● **Job**
Reproduce all of the records below word for word, leaving out the pictures.

● **Record set**

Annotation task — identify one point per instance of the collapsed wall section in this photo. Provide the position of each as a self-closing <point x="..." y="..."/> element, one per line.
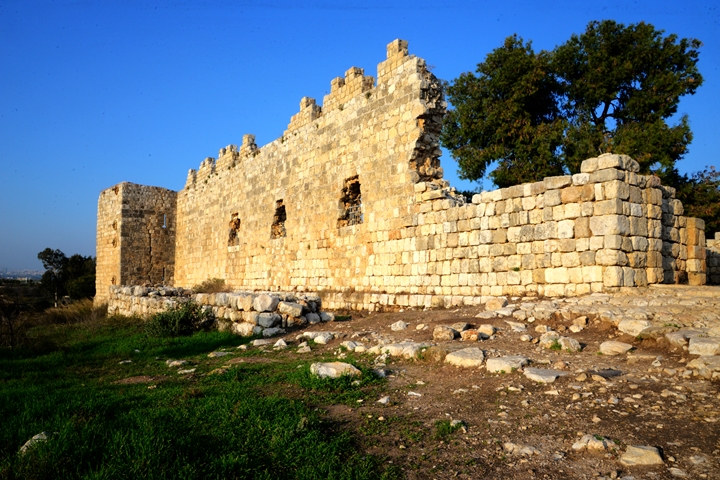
<point x="135" y="237"/>
<point x="350" y="203"/>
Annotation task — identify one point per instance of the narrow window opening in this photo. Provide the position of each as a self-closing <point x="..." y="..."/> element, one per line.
<point x="233" y="238"/>
<point x="277" y="229"/>
<point x="351" y="203"/>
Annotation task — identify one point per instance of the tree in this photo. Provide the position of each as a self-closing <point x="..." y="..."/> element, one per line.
<point x="610" y="89"/>
<point x="508" y="113"/>
<point x="74" y="276"/>
<point x="700" y="194"/>
<point x="620" y="85"/>
<point x="54" y="262"/>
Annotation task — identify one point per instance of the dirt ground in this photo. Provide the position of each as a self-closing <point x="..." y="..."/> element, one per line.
<point x="640" y="398"/>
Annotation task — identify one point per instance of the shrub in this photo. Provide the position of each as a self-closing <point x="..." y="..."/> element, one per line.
<point x="211" y="285"/>
<point x="184" y="319"/>
<point x="75" y="312"/>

● **Reply**
Annotation task — identify one point per instance of the collapsed wall section in this photo. Provide the position of each as a self-closing <point x="..." y="..."/> element, one per line.
<point x="135" y="237"/>
<point x="350" y="203"/>
Annotation task — identify one point per instance of the narrow window opening in this photo. Provide the position of each as a self-closing <point x="..." y="..."/> element, one per line.
<point x="233" y="238"/>
<point x="277" y="229"/>
<point x="351" y="203"/>
Annotation task — identify one point per instance of the tree in this photo. Provide the position of each as a self-closing <point x="..." y="..."/> element, one per line.
<point x="610" y="89"/>
<point x="508" y="113"/>
<point x="74" y="276"/>
<point x="700" y="194"/>
<point x="620" y="85"/>
<point x="54" y="262"/>
Annotation task — identify one point per instance of the dirt ground in this photo. Provide the position of each as a self-closing <point x="..." y="..."/> element, one per line.
<point x="640" y="398"/>
Annotation task — identify one point per instance of the shrub in this photo. Provide the position of each as a self-closing <point x="..." y="..."/> element, one per line.
<point x="211" y="285"/>
<point x="184" y="319"/>
<point x="75" y="312"/>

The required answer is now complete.